Select every line of the records that contains the string "green", matching case exactly, and copy each selected line.

## Begin INPUT FOR THIS TASK

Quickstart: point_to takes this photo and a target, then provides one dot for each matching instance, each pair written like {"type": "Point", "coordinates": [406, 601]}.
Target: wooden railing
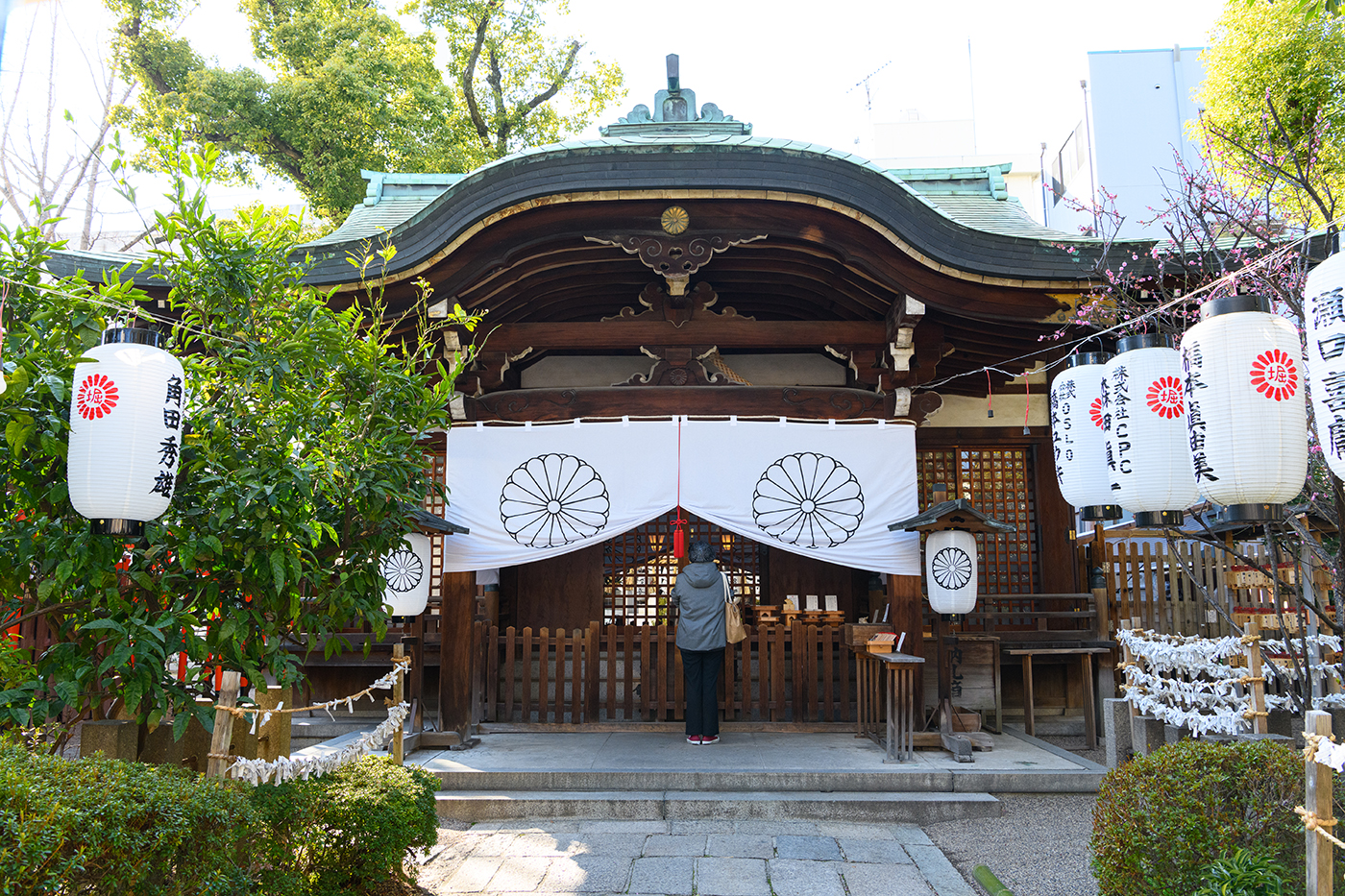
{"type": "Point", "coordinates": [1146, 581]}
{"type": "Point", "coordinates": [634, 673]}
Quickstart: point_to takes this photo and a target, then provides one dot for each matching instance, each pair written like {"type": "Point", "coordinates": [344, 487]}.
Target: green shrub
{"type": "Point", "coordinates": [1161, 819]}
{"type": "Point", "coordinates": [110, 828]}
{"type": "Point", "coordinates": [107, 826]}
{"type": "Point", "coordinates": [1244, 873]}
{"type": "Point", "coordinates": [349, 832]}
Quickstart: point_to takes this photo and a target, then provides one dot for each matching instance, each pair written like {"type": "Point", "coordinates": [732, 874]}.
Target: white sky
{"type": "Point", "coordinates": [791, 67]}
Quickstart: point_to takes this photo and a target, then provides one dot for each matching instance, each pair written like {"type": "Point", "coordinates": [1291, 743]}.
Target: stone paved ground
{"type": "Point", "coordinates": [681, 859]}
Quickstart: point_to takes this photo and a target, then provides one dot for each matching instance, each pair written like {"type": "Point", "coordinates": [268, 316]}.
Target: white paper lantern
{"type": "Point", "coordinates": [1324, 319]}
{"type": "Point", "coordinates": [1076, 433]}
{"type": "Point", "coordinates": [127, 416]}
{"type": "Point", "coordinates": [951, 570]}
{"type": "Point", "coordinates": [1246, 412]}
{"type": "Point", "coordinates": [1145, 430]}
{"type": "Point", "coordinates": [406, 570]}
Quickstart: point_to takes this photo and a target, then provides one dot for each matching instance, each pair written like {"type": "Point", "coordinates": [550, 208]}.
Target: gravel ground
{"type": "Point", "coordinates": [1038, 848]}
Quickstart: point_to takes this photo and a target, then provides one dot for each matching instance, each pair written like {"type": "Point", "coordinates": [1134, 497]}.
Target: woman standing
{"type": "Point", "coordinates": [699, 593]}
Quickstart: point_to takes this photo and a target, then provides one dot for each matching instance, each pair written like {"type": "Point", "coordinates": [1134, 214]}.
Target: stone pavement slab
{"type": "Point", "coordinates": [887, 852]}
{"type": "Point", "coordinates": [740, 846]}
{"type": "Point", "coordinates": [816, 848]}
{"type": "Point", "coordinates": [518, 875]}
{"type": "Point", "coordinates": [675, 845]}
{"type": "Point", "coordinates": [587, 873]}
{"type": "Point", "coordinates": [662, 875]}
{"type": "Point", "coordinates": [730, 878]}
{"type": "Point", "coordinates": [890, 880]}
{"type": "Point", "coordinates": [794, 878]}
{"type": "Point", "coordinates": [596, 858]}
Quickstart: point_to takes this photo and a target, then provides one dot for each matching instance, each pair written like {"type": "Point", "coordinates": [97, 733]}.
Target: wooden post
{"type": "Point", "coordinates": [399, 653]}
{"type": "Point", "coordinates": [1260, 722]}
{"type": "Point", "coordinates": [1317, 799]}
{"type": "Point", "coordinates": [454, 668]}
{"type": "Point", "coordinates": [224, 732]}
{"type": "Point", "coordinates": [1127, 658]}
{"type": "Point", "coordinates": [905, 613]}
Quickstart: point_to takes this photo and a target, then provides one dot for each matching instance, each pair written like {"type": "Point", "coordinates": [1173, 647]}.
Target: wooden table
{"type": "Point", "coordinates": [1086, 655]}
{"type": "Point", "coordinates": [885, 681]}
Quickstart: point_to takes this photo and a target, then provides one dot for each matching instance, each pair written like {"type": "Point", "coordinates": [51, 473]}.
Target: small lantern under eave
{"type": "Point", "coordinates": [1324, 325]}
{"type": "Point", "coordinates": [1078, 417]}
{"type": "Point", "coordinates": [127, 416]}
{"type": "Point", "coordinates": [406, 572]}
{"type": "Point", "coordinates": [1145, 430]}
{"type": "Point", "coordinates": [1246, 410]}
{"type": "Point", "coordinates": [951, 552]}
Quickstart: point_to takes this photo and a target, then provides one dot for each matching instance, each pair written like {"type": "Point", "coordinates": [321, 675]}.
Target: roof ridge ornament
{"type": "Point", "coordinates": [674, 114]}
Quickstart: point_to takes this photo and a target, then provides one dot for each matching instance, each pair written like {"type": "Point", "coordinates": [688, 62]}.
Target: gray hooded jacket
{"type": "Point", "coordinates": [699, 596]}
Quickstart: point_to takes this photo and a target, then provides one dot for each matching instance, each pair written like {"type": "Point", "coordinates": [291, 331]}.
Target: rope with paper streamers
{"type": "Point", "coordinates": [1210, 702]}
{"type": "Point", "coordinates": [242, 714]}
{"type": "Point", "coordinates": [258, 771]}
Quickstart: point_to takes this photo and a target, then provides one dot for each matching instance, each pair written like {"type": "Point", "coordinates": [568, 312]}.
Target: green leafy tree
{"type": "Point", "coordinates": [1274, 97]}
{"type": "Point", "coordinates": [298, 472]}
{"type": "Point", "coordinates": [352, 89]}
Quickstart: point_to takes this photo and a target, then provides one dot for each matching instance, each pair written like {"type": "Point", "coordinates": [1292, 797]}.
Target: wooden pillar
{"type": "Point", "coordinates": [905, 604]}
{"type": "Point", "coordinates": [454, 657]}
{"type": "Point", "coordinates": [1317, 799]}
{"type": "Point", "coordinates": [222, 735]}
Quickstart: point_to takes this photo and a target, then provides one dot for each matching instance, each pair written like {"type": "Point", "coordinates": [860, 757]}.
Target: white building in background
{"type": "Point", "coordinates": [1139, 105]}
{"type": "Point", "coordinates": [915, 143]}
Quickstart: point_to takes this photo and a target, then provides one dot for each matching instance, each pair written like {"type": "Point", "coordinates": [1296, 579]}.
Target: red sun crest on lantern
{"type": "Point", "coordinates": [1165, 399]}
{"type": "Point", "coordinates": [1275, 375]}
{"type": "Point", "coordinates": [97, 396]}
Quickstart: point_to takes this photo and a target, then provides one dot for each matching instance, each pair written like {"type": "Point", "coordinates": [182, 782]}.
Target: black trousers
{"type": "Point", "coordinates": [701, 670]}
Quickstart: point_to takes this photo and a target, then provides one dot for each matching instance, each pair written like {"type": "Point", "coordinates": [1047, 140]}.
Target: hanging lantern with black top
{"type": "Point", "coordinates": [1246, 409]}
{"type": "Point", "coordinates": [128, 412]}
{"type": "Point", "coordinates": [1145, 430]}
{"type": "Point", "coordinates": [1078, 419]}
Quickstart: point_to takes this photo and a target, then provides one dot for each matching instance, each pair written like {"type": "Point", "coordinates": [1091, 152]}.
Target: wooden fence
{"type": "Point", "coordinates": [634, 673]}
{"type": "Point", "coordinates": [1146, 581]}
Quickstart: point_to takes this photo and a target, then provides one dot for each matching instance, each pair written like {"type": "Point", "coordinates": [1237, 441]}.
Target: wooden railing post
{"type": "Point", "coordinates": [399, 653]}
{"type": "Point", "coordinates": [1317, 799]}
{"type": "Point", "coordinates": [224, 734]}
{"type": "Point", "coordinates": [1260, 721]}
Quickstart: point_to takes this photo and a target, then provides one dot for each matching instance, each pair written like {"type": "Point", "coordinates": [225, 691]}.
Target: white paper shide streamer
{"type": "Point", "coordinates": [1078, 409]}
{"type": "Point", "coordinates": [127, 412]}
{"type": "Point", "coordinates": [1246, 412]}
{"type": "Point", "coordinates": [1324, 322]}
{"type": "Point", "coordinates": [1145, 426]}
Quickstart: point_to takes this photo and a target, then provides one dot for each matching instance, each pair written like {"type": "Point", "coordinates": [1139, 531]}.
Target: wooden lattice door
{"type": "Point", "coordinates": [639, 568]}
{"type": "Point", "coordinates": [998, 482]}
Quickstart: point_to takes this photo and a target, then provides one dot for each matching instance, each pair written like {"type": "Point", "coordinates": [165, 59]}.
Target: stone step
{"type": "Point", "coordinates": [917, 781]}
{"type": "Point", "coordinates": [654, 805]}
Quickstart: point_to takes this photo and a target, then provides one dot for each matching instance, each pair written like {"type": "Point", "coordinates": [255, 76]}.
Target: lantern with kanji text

## End INPUT FOR THIS TASK

◆ RESULT OF THIS TASK:
Target: green shrub
Target: green leafy tree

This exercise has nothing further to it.